2. Verlief die Evolution des Menschen (so wie die jedes rezenten Organismus und jedes zukünftigen Organismus) nicht geradlinig. Es gab Abzweigungen, Sackgassen und sogar vielleicht die nachträgliche Verschmelzung von separaten Linien.

3. Gibt es keine Richtung, keinen Endpunkt und keinen Sinn in der biologischen Evolution.

Man kann es Menschen nicht verübeln, wenn diese in der Evolution der Organismen eine Richtung sehen wollen. Viel zu sehr war die Evolutionstheorie selbst in der Fortschrittsideologie des 19. Jahrhunderts verortet. Was mehr würde zeigen, dass der unaufhaltsame Weg in die Moderne der einzig wahre ist, als die Tatsache, dass unsere eigene Existenz aus einem solchen Prozess entstanden ist.
Das Problem an der Evolutionstheorie ist, dass sie unserer Art die Welt wahrzunehmen entgegenläuft. Wir leben in einer Welt, die von Effekt und Ursache definiert und von klaren Zielen und Absichten bestimmt wird. Warum es für viele Menschen unvorstellbar ist, dass alle Lebewesen nur das gegenwärtige Resultat eines zufälligen Auswahlprozesses sind, hat einfach damit zu tun, dass unsere Welt keinen Raum für ein solches Konzept hat.
Die Sprache ist der größte Feind eines Evolutionsbiologen, wenn es darum geht, diese zu erklären. Denn sie ist ebenso durchzogen mit intentionalen Formulierungen und Begriffen, die unsere Realität allerdings nur bedingt wiedergeben.

**Daten**
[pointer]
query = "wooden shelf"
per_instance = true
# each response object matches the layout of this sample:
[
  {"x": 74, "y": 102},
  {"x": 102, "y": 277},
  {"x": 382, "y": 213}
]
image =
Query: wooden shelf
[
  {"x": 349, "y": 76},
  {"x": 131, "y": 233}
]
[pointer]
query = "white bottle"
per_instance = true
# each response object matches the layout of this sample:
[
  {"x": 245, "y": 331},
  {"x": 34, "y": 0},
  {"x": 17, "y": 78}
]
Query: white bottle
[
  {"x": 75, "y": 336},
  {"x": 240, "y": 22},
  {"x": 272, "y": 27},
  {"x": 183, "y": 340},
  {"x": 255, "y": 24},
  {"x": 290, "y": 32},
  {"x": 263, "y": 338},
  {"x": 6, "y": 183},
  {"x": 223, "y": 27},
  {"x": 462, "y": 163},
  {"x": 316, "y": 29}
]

==

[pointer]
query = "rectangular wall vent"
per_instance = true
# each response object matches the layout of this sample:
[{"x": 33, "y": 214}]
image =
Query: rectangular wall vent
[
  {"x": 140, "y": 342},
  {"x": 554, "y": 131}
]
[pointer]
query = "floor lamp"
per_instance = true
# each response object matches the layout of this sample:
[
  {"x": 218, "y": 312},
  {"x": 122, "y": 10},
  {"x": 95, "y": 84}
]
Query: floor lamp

**Aufgabe**
Bitte setze den Text über die biologische Evolution im Anschluss an seinen letzten Satz fort.

**Ergebnis**
Wenn davon gesprochen wird, dass "Tiere ein Interesse hätte sich in einer bestimmten Art zu verhalten, da dies ihrer Fitness zuträglich sei", dann wirkt dies auf Außenstehende so, als würden Organismen in diesen Fragen rationale Entscheidungsprozesse durchlaufen.
Eigentlich ist damit jedoch gemeint, dass ein bestimmter Organismen unter bestimmten Bedingungen eine bestimmte Verhaltensweise zeigt, da in der Verwandtenlinie des Organismus ähnliche Verhaltensweisen zu höheren Fortpflanzungserfolgen geführt haben, was wiederum dazu führte, dass die genetischen Grundlagen für dieses Verhalten weitervererbt wurden.
Evolutionsbiologen, können den ersten Satz hören (oder lesen), und wissen, dass damit der zweite Satz gemeint ist. Außenstehende können dies nicht. Sie hören den ersten Satz und gehen davon aus, dass Organismen einen internen Rechenschieber besitzen mit dem sie permanent Kosten und Nutzen jeder Entscheidung abwägen.
So toll unsere Sprache auch ist, sie ist noch immer ein sehr unpräzise. Vor allem wenn es darum geht, Dinge zu beschreiben, für die sie nie gedacht war.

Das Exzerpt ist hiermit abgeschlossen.